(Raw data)
----
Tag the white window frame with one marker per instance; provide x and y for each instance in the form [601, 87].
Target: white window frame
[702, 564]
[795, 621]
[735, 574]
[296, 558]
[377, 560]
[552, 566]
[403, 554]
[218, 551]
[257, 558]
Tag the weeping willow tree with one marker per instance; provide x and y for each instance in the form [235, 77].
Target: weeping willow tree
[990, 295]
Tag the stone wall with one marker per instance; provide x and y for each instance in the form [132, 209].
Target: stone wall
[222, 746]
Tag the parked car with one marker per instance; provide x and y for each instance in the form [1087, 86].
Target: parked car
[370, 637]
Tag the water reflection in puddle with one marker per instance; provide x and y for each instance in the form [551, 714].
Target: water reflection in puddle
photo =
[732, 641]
----
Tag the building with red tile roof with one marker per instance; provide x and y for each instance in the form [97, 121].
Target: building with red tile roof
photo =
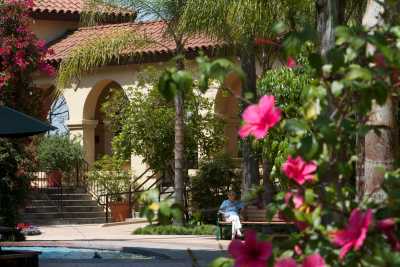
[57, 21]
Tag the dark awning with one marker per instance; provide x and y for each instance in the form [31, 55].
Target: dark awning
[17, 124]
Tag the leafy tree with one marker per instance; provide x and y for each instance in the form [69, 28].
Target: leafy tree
----
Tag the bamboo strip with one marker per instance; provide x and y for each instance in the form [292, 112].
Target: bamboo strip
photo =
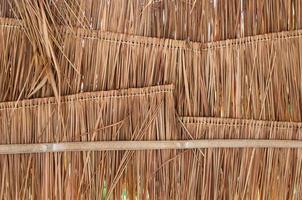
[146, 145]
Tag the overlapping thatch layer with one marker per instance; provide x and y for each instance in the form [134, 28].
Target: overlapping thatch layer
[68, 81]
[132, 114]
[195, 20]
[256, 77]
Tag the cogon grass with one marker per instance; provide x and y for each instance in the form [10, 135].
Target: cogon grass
----
> **GIVEN EXERCISE**:
Could you reproduce the data word for word between the lines holding "Tag the building" and "Target: leafy tree", inclusive, leaving the picture out of your answer?

> **EXERCISE RESULT**:
Tag the building with red tile roof with one marker per instance; provide x and y for each instance in the form [97, 121].
Target: building with red tile roof
photo =
[57, 21]
Tag the dark awning with one marker per instance; provide x and y for each instance in the form [31, 55].
Target: dark awning
[17, 124]
Tag the leafy tree with one marker per instance; provide x and y for each instance in the form [69, 28].
Target: leafy tree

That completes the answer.